━━ Data provided

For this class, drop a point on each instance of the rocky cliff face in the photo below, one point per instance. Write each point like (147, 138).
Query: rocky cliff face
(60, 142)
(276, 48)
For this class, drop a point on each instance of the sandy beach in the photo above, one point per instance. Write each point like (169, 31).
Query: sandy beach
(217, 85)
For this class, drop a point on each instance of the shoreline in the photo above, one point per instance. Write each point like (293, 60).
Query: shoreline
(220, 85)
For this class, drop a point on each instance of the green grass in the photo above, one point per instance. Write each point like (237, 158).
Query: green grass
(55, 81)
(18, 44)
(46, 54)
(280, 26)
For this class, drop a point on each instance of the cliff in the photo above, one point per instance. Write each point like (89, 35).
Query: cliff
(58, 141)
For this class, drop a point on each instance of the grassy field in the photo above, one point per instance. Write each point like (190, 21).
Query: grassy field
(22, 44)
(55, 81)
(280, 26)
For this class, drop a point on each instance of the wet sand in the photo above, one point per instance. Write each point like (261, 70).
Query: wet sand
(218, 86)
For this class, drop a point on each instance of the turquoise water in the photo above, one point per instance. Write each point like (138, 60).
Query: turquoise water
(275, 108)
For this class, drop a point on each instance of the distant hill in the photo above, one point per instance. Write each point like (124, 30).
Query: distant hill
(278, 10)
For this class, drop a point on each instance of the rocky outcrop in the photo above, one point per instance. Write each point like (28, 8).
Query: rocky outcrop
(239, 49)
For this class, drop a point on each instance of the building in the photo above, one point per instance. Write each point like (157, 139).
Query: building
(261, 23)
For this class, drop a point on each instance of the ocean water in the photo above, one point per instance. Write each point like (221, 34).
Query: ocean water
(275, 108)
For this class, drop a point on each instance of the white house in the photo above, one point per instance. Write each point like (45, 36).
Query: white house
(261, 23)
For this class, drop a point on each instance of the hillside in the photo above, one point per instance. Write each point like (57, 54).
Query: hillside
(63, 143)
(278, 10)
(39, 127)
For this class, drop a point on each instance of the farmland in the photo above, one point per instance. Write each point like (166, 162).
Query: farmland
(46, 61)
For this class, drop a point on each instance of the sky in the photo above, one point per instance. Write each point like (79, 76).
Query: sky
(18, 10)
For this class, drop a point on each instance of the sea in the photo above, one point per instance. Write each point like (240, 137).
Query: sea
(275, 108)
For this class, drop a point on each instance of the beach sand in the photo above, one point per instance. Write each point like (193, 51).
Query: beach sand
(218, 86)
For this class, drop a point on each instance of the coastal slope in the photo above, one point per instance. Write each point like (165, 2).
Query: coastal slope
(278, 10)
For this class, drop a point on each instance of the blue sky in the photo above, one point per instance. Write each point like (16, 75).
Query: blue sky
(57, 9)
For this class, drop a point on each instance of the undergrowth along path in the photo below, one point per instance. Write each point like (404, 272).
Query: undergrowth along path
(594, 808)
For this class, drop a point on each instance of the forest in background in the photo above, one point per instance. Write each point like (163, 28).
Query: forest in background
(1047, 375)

━━━━

[Task details]: Only the lines that contain the word "below" should be copied from the material.

[Response to the task]:
For this class, drop a point on each instance of the rocky cliff face in the photo below, one point per instance. Write each point like (147, 138).
For this class, drop a point on each instance of the undergrowth along path in the photo below, one point per instance. Write each point like (404, 272).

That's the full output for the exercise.